Task to complete. Only the pictures are to be left out, and the rest of the entries should be reproduced exactly.

(Records contained in a dataset)
____________________

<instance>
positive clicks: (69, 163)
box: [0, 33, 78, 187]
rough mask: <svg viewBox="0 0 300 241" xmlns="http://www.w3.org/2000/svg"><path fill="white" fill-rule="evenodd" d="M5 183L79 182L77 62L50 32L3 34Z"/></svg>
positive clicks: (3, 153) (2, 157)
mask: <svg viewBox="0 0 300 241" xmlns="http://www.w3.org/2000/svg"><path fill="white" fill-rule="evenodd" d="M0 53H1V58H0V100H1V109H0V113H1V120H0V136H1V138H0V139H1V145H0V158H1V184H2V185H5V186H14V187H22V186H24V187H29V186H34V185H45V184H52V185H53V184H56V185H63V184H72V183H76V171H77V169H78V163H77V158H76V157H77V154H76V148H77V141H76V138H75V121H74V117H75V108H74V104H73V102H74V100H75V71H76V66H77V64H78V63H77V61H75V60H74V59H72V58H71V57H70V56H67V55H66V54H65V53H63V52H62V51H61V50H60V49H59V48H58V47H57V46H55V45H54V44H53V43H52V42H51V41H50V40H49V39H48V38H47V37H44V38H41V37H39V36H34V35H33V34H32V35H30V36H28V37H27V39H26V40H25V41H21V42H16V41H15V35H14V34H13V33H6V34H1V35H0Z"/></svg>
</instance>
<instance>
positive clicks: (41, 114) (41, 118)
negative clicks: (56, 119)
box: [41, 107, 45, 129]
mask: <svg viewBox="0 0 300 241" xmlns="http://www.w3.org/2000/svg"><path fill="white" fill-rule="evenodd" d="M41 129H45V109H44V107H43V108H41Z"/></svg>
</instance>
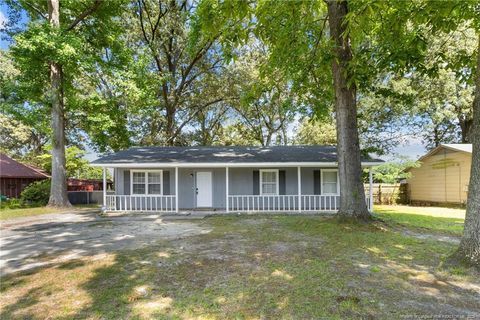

____________________

Your response.
<instance>
positive clicks: (69, 163)
box: [0, 33, 78, 187]
rough mask: <svg viewBox="0 0 300 241" xmlns="http://www.w3.org/2000/svg"><path fill="white" fill-rule="evenodd" d="M5 183L79 182L77 62L50 32L3 34Z"/></svg>
positive clicks: (3, 153) (2, 157)
mask: <svg viewBox="0 0 300 241" xmlns="http://www.w3.org/2000/svg"><path fill="white" fill-rule="evenodd" d="M0 53H1V58H0V100H1V109H0V113H1V120H0V136H1V138H0V139H1V145H0V158H1V184H2V185H5V186H14V187H22V186H24V187H29V186H34V185H45V184H52V185H53V184H56V185H63V184H72V183H76V171H77V169H78V163H77V158H76V157H77V154H76V148H77V141H76V138H75V121H74V117H75V108H74V104H73V102H74V100H75V71H76V66H77V64H78V63H77V61H75V60H74V59H72V58H71V57H70V56H67V55H66V54H65V53H63V52H62V51H61V50H60V49H59V48H58V47H57V46H55V45H54V44H53V43H52V42H51V41H50V40H49V39H48V38H47V37H44V38H41V37H39V36H34V35H33V34H32V35H30V36H28V37H27V39H26V40H25V41H21V42H16V41H15V35H14V34H13V33H6V34H1V35H0Z"/></svg>
</instance>
<instance>
positive clicks: (41, 114) (41, 118)
negative clicks: (56, 119)
box: [41, 107, 45, 129]
mask: <svg viewBox="0 0 300 241" xmlns="http://www.w3.org/2000/svg"><path fill="white" fill-rule="evenodd" d="M41 129H45V109H44V107H43V108H41Z"/></svg>
</instance>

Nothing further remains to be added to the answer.